Extract to read
* BEGIN *
# anyone know how to make this thing work



## twisted200ser (Jun 4, 2002)

*heres some of the pimp ser*

http://www4.mtco.com/rizzo/images/ChrisR/chrisroberts1.jpg http://www4.mtco.com/rizzo/images/ChrisR/chrisroberts4.jpg
http://www4.mtco.com/rizzo/images/chrisr/chrisroberts6.jpg


----------



## Scott (Apr 15, 2002)

Is that what you're trying to do? Put [I M G] [/I M G] (without the spaces) around the URL for your images. Looks like that link doesn't work however.


----------



## andre (Apr 30, 2002)

I think the front end looks good...the rear however....well...not too fond.


----------



## Guest (Jun 6, 2002)

*Not too shabby...*

I like a lot. Thats a totally unique color and the CF hood works well. The kits been done before (  ) but theres a reason why its so popular. Ive never been a fan of the VIP grills and those lights might work better in black housings, but those wheels wrap it all up nicely. I wouldnt mind the Saleen wing so bad if it werent for the frenched plate throwing off all the lines. All in all, big thumbs up from me, (not that you cared or asked), and an A+ for originality. Not easy to do with so little parts to choose from.


----------



## LIUSPEED (May 29, 2002)
* END *
Excerpts from a pointing dataset
* BEGIN *
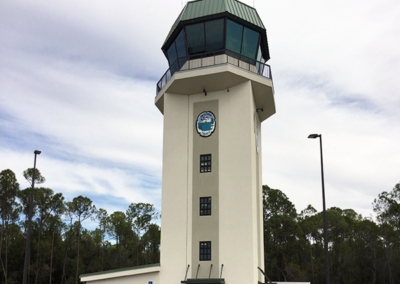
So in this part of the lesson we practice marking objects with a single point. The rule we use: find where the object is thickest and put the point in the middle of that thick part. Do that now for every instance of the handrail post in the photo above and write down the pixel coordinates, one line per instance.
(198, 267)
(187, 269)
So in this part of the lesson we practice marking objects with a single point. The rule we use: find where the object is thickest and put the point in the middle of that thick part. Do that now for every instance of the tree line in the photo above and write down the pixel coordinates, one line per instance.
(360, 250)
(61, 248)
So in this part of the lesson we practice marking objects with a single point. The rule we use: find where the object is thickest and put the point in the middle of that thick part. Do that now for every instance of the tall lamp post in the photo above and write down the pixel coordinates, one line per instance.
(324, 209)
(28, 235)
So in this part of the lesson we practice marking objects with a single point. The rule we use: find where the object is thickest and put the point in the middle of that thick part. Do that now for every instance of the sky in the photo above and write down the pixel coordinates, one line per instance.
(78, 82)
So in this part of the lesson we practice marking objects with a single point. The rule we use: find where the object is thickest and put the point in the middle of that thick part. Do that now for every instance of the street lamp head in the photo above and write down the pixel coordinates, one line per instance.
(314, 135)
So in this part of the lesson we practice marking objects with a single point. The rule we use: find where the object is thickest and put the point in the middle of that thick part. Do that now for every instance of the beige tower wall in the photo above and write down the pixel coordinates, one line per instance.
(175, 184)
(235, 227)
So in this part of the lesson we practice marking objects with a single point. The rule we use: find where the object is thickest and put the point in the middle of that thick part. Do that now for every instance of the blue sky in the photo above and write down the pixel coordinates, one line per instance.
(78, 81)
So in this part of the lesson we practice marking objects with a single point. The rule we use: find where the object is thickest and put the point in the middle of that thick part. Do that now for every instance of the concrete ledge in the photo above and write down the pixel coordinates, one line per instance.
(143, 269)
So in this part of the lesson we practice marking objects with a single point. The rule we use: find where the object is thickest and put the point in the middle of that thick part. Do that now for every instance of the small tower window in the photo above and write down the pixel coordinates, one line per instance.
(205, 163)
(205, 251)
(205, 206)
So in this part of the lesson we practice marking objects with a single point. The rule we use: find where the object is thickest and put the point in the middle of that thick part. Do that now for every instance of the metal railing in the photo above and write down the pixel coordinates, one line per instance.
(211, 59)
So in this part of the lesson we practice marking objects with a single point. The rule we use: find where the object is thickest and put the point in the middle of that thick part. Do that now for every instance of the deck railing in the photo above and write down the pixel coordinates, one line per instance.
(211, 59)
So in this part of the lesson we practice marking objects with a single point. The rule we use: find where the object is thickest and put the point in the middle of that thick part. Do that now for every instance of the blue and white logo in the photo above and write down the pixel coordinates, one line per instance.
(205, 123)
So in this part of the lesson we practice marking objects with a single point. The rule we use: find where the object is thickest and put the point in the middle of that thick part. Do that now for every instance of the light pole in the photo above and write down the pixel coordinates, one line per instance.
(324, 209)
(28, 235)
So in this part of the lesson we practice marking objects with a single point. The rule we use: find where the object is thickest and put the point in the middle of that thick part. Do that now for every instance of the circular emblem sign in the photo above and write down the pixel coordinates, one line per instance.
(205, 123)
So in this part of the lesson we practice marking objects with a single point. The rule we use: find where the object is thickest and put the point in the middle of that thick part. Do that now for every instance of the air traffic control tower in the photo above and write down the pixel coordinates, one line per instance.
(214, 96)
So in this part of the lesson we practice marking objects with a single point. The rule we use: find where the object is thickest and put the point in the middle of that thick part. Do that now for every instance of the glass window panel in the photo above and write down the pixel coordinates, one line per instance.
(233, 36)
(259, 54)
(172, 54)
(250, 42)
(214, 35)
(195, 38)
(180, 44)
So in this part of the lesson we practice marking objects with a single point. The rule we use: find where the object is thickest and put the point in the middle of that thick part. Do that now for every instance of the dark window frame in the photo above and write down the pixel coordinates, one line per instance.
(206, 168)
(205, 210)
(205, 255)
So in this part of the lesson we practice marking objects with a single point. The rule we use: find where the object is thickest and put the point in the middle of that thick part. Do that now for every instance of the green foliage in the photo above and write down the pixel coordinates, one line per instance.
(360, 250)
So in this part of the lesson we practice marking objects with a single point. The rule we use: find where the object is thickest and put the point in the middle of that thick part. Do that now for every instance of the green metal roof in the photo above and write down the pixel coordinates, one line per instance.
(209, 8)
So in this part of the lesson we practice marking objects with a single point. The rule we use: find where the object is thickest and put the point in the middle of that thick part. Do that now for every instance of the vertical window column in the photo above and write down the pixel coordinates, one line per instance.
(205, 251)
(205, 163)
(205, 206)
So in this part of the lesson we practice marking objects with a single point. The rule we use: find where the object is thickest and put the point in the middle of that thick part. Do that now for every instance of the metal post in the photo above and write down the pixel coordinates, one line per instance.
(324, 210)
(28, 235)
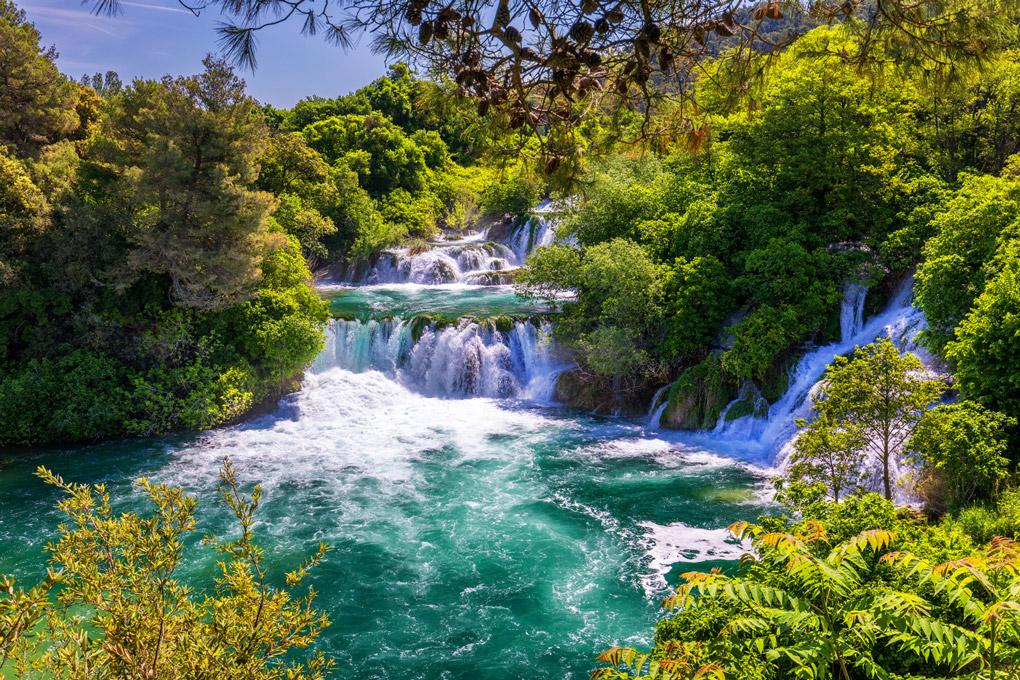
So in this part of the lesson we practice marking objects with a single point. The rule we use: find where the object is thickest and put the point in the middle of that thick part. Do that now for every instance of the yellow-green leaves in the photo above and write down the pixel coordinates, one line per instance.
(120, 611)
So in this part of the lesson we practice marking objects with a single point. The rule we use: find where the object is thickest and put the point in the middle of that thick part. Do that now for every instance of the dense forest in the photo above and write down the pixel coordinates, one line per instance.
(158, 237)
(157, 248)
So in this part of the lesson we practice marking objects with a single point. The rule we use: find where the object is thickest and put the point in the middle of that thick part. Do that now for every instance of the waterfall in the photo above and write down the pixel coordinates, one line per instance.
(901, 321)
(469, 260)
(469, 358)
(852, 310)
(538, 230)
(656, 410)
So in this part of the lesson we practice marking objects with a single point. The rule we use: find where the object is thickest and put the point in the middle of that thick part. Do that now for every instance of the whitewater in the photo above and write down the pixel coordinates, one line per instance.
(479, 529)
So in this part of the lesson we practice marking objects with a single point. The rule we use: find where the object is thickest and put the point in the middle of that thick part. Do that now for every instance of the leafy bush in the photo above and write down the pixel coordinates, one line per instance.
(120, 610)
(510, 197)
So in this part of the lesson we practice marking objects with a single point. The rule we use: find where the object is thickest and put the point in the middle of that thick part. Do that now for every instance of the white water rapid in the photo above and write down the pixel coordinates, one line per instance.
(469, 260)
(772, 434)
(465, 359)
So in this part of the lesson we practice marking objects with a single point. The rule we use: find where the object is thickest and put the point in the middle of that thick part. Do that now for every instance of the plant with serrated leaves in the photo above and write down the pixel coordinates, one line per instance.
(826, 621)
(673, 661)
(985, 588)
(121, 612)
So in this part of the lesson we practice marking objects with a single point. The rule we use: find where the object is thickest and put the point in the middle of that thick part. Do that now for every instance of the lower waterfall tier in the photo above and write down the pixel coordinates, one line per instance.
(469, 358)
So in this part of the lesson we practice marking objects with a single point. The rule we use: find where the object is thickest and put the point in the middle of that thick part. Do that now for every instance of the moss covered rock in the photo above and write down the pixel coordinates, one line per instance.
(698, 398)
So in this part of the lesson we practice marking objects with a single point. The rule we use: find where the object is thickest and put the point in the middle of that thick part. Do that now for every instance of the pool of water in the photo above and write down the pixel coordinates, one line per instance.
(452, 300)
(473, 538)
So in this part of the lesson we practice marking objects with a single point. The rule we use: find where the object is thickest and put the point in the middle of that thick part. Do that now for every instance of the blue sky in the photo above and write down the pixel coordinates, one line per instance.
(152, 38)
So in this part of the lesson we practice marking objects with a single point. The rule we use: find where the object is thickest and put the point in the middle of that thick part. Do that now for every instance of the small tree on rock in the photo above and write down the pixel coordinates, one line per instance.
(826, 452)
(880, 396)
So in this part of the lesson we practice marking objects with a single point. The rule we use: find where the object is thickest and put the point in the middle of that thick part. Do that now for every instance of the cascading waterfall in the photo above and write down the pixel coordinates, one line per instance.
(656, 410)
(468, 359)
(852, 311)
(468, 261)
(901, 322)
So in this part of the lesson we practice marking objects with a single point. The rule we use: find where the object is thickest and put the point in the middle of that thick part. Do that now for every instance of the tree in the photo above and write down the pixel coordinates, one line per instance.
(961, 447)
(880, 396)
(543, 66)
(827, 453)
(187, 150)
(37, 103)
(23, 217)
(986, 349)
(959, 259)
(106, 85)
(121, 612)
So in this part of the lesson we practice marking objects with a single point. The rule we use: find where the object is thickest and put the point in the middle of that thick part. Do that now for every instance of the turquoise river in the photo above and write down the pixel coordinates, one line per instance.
* END *
Stated goal
Reproduce the passage of the forum thread between "Is that what" and "(Apr 30, 2002)", inclusive. The data are separate material, unrelated to the forum thread.

Task answer
Is that what you're trying to do? Put [I M G] [/I M G] (without the spaces) around the URL for your images. Looks like that link doesn't work however.


----------



## andre (Apr 30, 2002)